▸ Your tasks:
A – Answer these questions using the note section below.
(i) How much did the company incur in related fees?
(ii) On what date did the Company and the holders of the March 2023 Securities enter into the March 2023 NWPA Amendment?
(iii) What exercise price did the March 2023 Warrant Amendments set for the March 2023 Warrants?
B – From the note section below, reproduce word for word the part that opens with the words containing "In connection with the execution" and closes with "June 1, 2023.".

▸ Text section:
**********

In connection with the execution and delivery of the March 2023 Note Purchase Agreement, Odyssey entered into a registration rights agreement (the “Registration Rights Agreement”) pursuant to which Odyssey registered the offer and sale of the shares (the “Exercise Shares”) of Odyssey common stock issuable upon exercise of the Warrant in a Prospectus filed with the SEC and declared effective as of June 1, 2023.

We incurred $98,504 in related fees which were being amortized over the term of the March 2023 Note Purchase Agreement and charged to interest expense. In connection with the December 2024 amendment discussed below, any unamortized debt discount was written off to interest expense.

December 2024 Amendment

On December 20, 2024, the Company and the holders of the March 2023 Securities entered into an Amendment to Note and Warrant March Purchase Agreement (the “March 2023 NWPA Amendment”) pursuant to which the March 2023 Purchase Agreement was amended to, among other things, (a) add certain covenants, including a requirement for the Company to maintain a minimum liquidity level, and modify certain existing covenants, (b) add related events of default, and (c) provide that the Company’s obligations

under the March 2023 Purchase Agreement, the March 2023 Notes, and related documents are guaranteed by specified subsidiaries of the Company.

In connection with the March 2023 NWPA Amendment, the Company issued to each of the holders of the March 2023 Securities an Amended and Restated Convertible Promissory Note (the “March 2023 AR Notes”), and the Company and such holders entered into amendments (the “March 2023 Warrant Amendments”) to the March 2023 Warrants. The March 2023 Notes were modified by the March 2023 AR Notes to, among other things, (a) extend the maturity date to June 30, 2025, and, subject to an amendment of the Company’s December 2023 Notes (as defined below), to December 31, 2025, (b) add a conversion feature pursuant to which the holders have the right to convert the indebtedness under the March 2023 AR Notes into shares of the Company’s common stock at a conversion rate equal to 75% of the 30-day volume weighted average price of the Company’s common stock, provided that the conversion rate will not be less than $1.10 or greater than $2.20. The March 2023 AR Notes include limitations on the holders’ right to exercise the conversion feature, including customary limitations intended to ensure compliance with the rules of the Nasdaq Capital Market and a provision that provides the Company with the right to settle any exercise of the conversion feature in cash rather than by issuing shares of common stock. The condition relating to amendment of the December 2023 Notes also was satisfied on December 20, 2024, such that the maturity date of the March 2023 AR Notes is currently December 31, 2025.

The March 2023 Warrant Amendments modify the exercise price of the March 2023 Warrants from $3.78 to $1.10. In connection with the March 2023 NWPA Amendment, the Company also granted (a) registration rights to the holders of the March 2023 AR Notes and the March 2023 Warrants with respect to the shares of common stock issuable upon conversion or exercise thereof and (b) provided the holders with security interests in additional collateral to secure the Company’s obligations to the holders. The Company and the investors also entered into a Registration Rights Agreement (the “March 2023 Rights Agreement”) pursuant to which the Company agreed to prepare and file a registration statement with the SEC relating to the offer and sale of the shares of common stock on or before February 28, 2025. The investors also have certain “piggyback” registration rights under the March 2023 Rights Agreement.

**********

▸ Information provided:
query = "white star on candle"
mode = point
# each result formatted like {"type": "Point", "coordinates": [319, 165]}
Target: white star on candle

**********

▸ The answers:
A –
(i) $98,504
(ii) December 20, 2024
(iii) $1.10, down from $3.78

B –
In connection with the execution and delivery of the March 2023 Note Purchase Agreement, Odyssey entered into a registration rights agreement (the “Registration Rights Agreement”) pursuant to which Odyssey registered the offer and sale of the shares (the “Exercise Shares”) of Odyssey common stock issuable upon exercise of the Warrant in a Prospectus filed with the SEC and declared effective as of June 1, 2023.